• [Supplied text]
+-------+

Against this backdrop, the SEC requested public comment on its requirements that restrict the use of potentially misleading investment fund names. SEC Chairman Jay Clayton stated in the March 2, 2020 release that the Commission is “looking to investors and market participants for input on how our framework can be improved to help ensure that fund names inform and do not mislead investors.”

The Names Rule’s purpose is to protect investors from money managers who may portray their funds as committed to specific goals when that is not the case. Because a fund name is the first thing a potential investor sees, the Names Rule prohibits funds from using materially deceptive or misleading names. It requires that if a fund uses a name suggesting a type of investment such as an industry sector, a country, or a geographic focus, that the fund must invest at least 80 percent of its assets accordingly. The Names Rule, however, does not apply to investment objectives, strategies, and policies.

The SEC adopted the Names Rule in 2001, codified as Rule 35d-1 under section 35(d) of the Investment Company Act of 1940. The SEC Request is based on the length of time since the Names Rule was issued and recent changes seen in the investment industry. Among these changes are the increased uses of derivatives and other instruments providing leverage, hybrid financial instruments, index-based funds, and ESG Funds. The Commission’s staff notes that “some funds appear to treat terms such as ‘ESG’ as an investment strategy . . . while others appear to treat ‘ESG’ as a type of investment.”

Accordingly, the SEC requested comment on several general issues to “inform potential future steps.” These issues included: (1) how funds select their names and for what purposes, (2) the Names Rule’s effectiveness in preventing deception, (3) the 80 percent investment requirement, (4) challenges presented by funds that gain exposure to a type of investment through derivatives, (5) determining whether a portfolio investment is a part of a particular industry, (6) whether investment strategies should be differentiated from types of investments, and (7) issues presented by certain terms in fund names. The SEC Request’s focus on ESG Funds is primarily related to the last category.

Concerning ESG Funds, the Commission’s questions can be summarized as follows:

  • Should the Names Rule apply to “qualitative” terms such as “ESG” or “sustainable”?
  • Do investors interpret “ESG” or “sustainable” to mean the type of assets in which the fund invests or the investment strategy, or as non-economic objectives?
  • Do investors interpret these terms as some mix of the above? Or is the conclusion indeterminate?

+-------+

• [Problem to solve] Echo the passage from the text on the SEC Names Rule, starting with "Concerning ESG Funds, the" and going on through "the conclusion indeterminate?". Rely only on the text about the SEC Names Rule.

• [Information shown]
+-------+

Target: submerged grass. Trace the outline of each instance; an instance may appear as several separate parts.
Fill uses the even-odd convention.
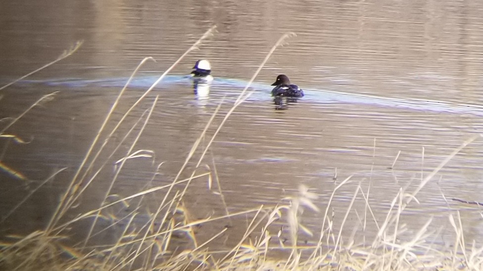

+-------+

• [Complete output]
Concerning ESG Funds, the Commission’s questions can be summarized as follows:

  • Should the Names Rule apply to “qualitative” terms such as “ESG” or “sustainable”?
  • Do investors interpret “ESG” or “sustainable” to mean the type of assets in which the fund invests or the investment strategy, or as non-economic objectives?
  • Do investors interpret these terms as some mix of the above? Or is the conclusion indeterminate?